* **課題の目標 1**
レコードのうち「line」という文字列を含む行を数え、その数だけを答えてください。

* **提供された文章**
◇ ◇ ◇

本発明は、作用極および太陽電池に係る。より詳細には、透明導電層の平均表面粗さを規定することにより、多孔質酸化物半導体層の厚膜化を図ることが可能な作用極と、該作用極を備え、光電変換効率に優れた太陽電池に関する。
環境問題、資源問題等を背景に、クリーンエネルギーとしての太陽電池が注目を集めている。太陽電池としては単結晶、多結晶あるいはアモルファスのシリコンを用いたものがある。しかし、従来のシリコン系太陽電池は製造コストが高い、原料供給が不充分等の課題が残されており、大幅普及には至っていない。
また、Cu−In−Se系(CIS系とも呼ぶ)等の化合物系太陽電池が開発されており、極めて高い変換効率を示す等優れた特徴を有しているが、コストや環境負荷等の問題があり、やはり大幅普及への障害となっている。
これらに対して、色素増感型太陽電池は、スイスのグレッツェルらのグループ等から提案されたもので、安価で高い変換効率を得られる光電変換素子として着目されている(非特許文献1を参照)。
図6は、従来の色素増感型太陽電池の一例を示す断面図である。
この色素増感型太陽電池600は、増感色素を担持させた多孔質半導体層603が一方の面に形成された第一基板601と、透明導電層604が形成された第二基板605と、これらの間に封入された例えばゲル状電解質からなる電解質層を主な構成要素としている。
第一基板601としては、光透過性の板材が用いられ、第一基板601の色素増感半導体層603と接する面には導電性を持たせるために透明導電層602が配置されており、第一基板601、透明導電層602及び多孔質半導体層603により作用極603をなす。
第二基板605としては、電解質層606と接する側の面には導電性を持たせるために例えば炭素や白金等からなる導電層604が設けられ、第二基板及び導電層604により対極609を構成している。
多孔質半導体層603と導電層604が対向するように、第一基板601と第二基板605を所定の間隔をおいて配置し、両基板間の周辺部に熱可塑性樹脂からなる封止剤607を設ける。
そして、この封止剤607を介して2つの基板601、605を貼り合わせてセルを積み上げ、電解液の注入口610を介して、両極608、609間にヨウ素・ヨウ化物イオン等の酸化・還元極を含む有機電解液を充填し、電荷移送用の電解質層606を形成したものが挙げられる。
透明性と導電性を併せ持つ透明導電膜は、液晶表示素子や太陽電池の透明電極として、近年注目されてきている。中でも酸化インジウムに数%の錫をドープしたITO(Indium tin-Oxide)導電膜は、優れた透明性と導電性を有する透明導電膜である。色素増感太陽電池に用いる透明導電膜は、その上に形成される多孔質半導体層との密着性を向上させるために表面を荒らすことが重要となる。透明導電膜の平均表面粗さが上昇すれば、透明導電膜と多孔質半導体層との密着性が向上し、より厚く多孔質半導体層を形成することが可能になるためである。

◇ ◇ ◇

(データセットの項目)
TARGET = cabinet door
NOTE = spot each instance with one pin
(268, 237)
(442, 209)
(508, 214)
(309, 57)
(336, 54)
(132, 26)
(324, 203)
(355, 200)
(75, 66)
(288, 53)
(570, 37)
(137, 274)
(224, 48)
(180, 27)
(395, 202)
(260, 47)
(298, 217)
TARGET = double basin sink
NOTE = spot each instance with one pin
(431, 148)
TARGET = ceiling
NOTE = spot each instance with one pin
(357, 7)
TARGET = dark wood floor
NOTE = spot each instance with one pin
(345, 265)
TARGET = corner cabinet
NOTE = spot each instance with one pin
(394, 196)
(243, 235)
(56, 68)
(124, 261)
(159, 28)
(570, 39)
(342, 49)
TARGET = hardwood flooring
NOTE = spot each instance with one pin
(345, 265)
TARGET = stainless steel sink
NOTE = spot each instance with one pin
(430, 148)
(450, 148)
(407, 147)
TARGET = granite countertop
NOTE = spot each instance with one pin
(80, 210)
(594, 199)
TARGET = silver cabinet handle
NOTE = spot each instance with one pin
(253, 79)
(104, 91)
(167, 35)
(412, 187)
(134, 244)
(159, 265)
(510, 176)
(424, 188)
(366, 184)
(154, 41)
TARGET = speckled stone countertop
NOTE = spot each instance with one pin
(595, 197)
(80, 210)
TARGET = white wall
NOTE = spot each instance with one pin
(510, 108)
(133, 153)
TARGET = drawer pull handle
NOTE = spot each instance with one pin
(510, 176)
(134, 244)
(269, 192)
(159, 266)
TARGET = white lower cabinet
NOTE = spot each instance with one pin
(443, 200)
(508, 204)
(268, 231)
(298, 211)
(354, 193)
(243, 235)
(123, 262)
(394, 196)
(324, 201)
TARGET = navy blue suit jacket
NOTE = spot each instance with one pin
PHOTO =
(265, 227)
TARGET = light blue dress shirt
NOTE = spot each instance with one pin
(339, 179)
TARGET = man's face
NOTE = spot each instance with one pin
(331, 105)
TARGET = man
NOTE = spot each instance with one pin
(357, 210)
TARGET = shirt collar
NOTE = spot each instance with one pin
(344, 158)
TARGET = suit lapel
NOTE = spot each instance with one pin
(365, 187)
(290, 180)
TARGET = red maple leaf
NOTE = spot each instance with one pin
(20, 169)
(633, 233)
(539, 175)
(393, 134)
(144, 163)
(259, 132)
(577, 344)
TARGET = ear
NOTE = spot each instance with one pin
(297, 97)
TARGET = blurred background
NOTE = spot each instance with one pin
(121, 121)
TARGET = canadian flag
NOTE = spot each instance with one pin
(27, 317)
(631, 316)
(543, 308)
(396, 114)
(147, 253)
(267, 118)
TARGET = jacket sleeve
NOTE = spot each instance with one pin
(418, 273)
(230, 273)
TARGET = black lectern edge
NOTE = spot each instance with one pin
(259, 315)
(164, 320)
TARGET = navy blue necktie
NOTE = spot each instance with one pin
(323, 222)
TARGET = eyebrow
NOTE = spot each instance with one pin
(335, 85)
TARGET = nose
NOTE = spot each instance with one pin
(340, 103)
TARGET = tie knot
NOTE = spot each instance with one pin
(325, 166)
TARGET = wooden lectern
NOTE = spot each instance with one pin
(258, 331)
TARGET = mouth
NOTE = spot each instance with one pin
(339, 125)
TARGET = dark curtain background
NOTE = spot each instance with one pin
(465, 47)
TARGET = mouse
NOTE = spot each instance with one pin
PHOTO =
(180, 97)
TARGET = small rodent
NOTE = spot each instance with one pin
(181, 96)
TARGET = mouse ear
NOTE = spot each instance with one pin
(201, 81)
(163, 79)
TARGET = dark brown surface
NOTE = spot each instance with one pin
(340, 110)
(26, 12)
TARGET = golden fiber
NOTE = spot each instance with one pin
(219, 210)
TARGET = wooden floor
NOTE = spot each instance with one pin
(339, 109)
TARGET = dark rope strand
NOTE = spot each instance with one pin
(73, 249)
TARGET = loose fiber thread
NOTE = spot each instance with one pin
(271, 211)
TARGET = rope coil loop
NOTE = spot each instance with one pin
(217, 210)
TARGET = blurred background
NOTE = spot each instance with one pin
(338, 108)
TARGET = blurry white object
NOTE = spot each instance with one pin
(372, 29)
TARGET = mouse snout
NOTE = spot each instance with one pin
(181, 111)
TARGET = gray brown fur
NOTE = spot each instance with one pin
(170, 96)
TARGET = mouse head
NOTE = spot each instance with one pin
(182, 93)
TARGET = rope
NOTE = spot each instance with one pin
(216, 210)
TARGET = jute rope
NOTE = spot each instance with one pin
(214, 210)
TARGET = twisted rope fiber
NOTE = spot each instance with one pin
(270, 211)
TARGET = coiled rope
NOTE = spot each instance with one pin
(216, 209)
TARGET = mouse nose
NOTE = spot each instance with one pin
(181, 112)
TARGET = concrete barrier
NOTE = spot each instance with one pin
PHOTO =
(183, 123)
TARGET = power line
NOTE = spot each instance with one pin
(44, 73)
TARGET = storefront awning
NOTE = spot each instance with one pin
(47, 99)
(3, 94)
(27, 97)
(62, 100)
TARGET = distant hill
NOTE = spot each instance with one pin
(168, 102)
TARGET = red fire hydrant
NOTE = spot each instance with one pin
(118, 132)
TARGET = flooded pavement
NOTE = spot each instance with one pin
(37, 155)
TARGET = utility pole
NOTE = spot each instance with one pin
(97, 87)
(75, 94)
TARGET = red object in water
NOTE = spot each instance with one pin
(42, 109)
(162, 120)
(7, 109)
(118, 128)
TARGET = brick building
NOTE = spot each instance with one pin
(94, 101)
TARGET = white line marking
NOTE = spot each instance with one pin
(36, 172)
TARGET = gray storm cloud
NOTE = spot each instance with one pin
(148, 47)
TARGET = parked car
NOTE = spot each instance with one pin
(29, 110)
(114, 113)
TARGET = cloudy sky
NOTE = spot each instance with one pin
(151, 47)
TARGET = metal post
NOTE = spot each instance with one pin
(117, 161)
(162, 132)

◇ ◇ ◇

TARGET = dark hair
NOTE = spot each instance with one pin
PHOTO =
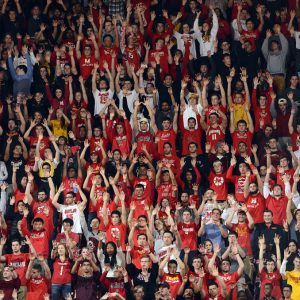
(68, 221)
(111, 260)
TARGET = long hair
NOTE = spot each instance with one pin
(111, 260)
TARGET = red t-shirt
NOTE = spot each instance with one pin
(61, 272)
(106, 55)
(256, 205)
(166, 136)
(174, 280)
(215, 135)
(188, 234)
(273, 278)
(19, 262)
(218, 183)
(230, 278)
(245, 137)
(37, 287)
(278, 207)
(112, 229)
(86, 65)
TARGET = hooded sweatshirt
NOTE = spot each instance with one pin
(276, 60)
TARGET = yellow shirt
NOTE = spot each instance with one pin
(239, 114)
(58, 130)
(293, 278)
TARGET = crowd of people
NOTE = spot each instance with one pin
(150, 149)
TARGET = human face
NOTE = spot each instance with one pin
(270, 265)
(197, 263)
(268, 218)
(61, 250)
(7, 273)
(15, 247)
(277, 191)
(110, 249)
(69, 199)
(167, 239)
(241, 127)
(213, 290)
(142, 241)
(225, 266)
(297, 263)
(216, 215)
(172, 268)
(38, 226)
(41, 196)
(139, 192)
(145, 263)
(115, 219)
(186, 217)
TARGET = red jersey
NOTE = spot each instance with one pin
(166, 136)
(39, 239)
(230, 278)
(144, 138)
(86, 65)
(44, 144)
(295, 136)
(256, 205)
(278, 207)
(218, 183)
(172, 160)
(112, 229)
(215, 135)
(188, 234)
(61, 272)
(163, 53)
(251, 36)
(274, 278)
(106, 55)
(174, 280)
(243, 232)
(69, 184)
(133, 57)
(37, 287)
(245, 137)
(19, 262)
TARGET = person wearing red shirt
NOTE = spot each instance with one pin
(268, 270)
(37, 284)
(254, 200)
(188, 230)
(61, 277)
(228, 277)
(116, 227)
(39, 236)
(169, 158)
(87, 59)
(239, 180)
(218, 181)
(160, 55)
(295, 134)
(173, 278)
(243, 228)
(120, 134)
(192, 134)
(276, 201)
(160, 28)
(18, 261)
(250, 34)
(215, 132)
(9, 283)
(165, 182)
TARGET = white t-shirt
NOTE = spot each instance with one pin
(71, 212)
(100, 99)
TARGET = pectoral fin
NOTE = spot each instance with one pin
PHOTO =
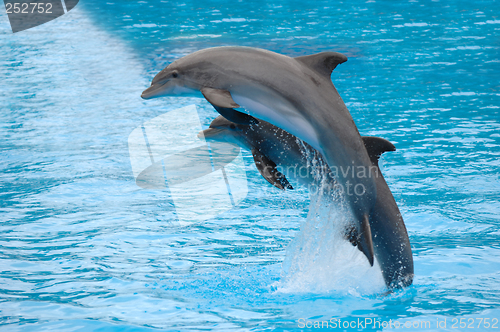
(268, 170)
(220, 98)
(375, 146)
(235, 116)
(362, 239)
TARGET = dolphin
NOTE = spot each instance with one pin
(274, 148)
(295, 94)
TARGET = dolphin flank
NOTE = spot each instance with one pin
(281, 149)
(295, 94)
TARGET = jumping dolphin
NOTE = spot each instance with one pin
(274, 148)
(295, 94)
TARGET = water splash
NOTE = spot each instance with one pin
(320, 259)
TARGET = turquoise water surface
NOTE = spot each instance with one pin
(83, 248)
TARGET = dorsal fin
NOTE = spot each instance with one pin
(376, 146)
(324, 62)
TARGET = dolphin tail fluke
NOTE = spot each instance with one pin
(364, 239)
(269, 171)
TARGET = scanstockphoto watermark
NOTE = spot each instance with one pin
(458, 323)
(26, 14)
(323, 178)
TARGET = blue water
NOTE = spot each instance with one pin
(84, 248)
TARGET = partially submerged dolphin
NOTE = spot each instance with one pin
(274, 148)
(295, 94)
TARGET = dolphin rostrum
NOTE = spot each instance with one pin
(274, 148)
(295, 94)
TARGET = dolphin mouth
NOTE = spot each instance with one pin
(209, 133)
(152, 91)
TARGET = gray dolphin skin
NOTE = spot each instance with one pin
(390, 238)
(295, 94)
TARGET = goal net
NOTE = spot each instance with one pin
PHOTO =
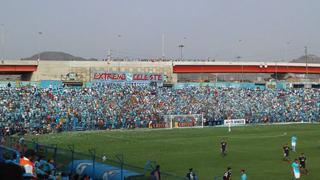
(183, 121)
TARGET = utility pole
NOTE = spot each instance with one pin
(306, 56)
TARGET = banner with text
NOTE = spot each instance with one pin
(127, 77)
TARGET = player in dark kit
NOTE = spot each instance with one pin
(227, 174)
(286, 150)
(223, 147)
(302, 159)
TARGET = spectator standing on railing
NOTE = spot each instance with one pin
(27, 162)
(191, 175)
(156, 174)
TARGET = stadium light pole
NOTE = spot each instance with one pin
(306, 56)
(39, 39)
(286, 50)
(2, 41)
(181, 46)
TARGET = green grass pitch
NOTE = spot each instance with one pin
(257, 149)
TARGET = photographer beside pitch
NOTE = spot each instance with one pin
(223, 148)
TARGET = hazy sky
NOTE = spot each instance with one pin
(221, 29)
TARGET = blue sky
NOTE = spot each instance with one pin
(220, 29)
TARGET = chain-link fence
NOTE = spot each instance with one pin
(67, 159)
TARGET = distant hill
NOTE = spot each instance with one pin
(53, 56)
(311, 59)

◇ ◇ ◇

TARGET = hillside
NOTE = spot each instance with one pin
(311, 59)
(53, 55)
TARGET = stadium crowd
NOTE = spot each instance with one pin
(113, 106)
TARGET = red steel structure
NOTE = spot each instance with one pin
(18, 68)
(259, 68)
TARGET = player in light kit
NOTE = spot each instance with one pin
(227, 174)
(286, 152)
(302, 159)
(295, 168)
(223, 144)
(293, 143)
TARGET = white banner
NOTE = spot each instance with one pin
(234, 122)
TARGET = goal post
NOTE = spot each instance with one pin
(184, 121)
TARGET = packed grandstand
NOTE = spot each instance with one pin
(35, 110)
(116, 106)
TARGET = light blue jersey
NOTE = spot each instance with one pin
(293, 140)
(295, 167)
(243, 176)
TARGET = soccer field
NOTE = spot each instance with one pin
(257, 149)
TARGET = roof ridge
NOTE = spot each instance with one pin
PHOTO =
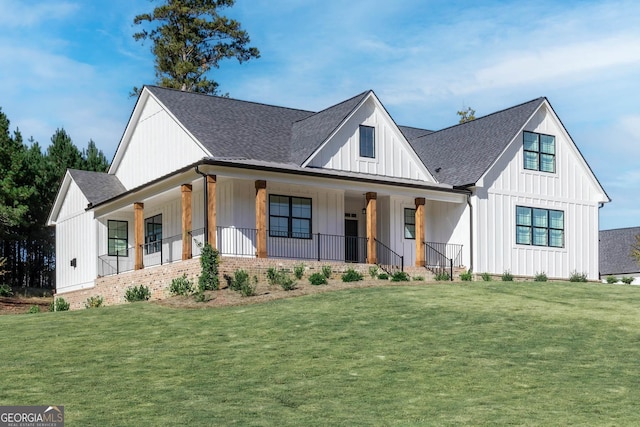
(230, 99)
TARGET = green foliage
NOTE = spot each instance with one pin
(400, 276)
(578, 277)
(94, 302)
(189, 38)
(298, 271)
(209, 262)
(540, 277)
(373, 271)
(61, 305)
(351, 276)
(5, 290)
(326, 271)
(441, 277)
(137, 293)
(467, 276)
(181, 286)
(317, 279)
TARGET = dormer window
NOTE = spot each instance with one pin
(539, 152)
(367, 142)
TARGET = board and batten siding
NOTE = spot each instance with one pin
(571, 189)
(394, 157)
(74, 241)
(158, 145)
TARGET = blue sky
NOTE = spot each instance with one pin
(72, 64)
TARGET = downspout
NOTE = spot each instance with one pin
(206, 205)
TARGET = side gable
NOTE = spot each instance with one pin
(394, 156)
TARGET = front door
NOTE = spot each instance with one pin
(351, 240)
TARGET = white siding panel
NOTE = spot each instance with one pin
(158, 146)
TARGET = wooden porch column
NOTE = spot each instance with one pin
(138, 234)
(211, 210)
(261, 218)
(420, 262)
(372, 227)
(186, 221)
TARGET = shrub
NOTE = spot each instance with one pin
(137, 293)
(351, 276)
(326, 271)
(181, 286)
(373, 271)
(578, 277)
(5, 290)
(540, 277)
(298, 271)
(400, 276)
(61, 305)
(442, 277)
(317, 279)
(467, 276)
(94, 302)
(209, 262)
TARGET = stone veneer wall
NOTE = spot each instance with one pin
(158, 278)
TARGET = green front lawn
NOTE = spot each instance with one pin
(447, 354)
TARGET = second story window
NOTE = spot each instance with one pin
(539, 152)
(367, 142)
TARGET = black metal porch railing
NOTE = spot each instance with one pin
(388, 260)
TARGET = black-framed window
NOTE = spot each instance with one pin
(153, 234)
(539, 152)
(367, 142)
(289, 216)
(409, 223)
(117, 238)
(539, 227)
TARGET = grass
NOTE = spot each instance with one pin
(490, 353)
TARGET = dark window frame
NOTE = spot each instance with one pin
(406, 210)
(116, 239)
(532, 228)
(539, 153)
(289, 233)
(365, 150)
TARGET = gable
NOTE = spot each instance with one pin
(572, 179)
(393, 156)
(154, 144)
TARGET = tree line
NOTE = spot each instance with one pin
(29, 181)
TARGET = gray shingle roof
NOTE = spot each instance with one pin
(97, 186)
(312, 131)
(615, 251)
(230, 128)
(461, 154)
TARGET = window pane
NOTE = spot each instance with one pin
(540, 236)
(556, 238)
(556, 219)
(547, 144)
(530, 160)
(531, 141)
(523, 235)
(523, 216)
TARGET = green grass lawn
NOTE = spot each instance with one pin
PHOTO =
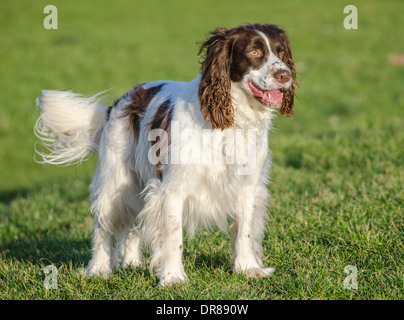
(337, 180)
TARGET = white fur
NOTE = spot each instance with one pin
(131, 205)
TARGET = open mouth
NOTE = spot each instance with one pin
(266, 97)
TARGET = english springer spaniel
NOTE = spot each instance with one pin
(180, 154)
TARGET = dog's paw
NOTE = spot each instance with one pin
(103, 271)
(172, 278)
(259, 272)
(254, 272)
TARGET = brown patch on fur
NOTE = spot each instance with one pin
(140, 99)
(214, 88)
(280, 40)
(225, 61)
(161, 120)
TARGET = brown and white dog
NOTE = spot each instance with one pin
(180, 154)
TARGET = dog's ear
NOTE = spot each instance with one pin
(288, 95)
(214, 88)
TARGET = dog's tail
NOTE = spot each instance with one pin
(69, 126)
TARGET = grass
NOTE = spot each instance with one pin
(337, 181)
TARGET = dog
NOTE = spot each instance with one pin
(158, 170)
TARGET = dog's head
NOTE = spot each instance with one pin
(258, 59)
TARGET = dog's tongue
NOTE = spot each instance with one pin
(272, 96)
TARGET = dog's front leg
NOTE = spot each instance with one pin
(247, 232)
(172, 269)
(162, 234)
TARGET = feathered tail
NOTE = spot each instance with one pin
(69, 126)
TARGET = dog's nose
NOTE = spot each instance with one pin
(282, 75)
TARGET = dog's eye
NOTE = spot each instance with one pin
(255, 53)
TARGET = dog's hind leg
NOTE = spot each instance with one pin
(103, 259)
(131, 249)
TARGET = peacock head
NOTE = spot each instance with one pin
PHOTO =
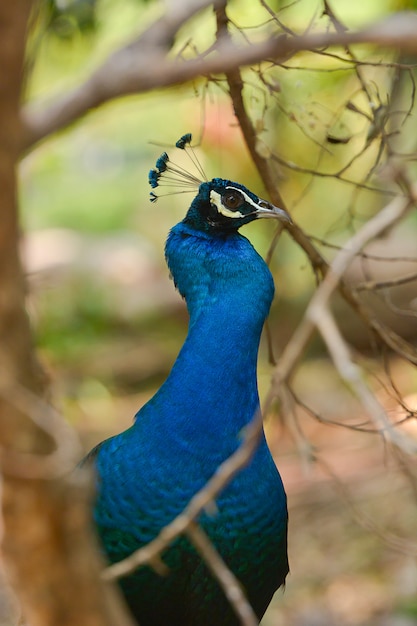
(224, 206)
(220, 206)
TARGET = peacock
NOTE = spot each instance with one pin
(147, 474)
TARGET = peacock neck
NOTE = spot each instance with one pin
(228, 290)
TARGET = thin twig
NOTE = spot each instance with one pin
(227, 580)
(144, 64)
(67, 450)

◇ ◇ ◇

* **課題の目標 2**
色素増感型太陽電池についての文章を、最後の文に続けて書き継いでください。

* **演習の解答 1**
3

* **演習の解答 2**
従来、ITO透明導電膜の成膜は、スパッタリング法が主流である。この製法で形成されたITO透明導電膜は、優れた平坦性を持ち液晶表示用として有用であるが、色素増感太陽電池の用途には表面粗性が不十分であった。そのため、形成することのできる多孔質半導体層厚に限界が生じ、より高い光電変効率を実現することが困難であった。
O' Regan B, Gratzel M. A low cost, high-efficiency solar cell based on dye-sensitized colloidal TiO2 films, Nature 1991;353:737-739
本発明は、このような従来の実情に鑑みて提案されたものであり、より厚い多孔質半導体層を形成することの可能な作用極およびその製造方法を提供することを目的とする。また、本発明は、前記作用極を備え、より高い光電変効率を実現する太陽電池およびその製造方法を提供することを目的とする。
本発明の請求項1に係る作用極は、少なくとも一部に電解質層を介し対極と対向して配され、増感色素を担持させた多孔質酸化物半導体層を有し、窓極として機能する作用極であって、前記多孔質酸化物半導体層は、透明基材の一面をなす透明導電層上に配され、該透明導電層における前記多孔質酸化物半導体層と接する面の平均表面粗さが20nm以上50nm以下であり、前記多孔質酸化物半導体層の膜厚が10.2μm〜20.6μmであることを特徴とする。
本発明の請求項2に係る作用極は、請求項1において、前記透明導電層における前記多孔質酸化物半導体層と接する面の平均表面粗さが23nm以上42nm以下であることを特徴とする。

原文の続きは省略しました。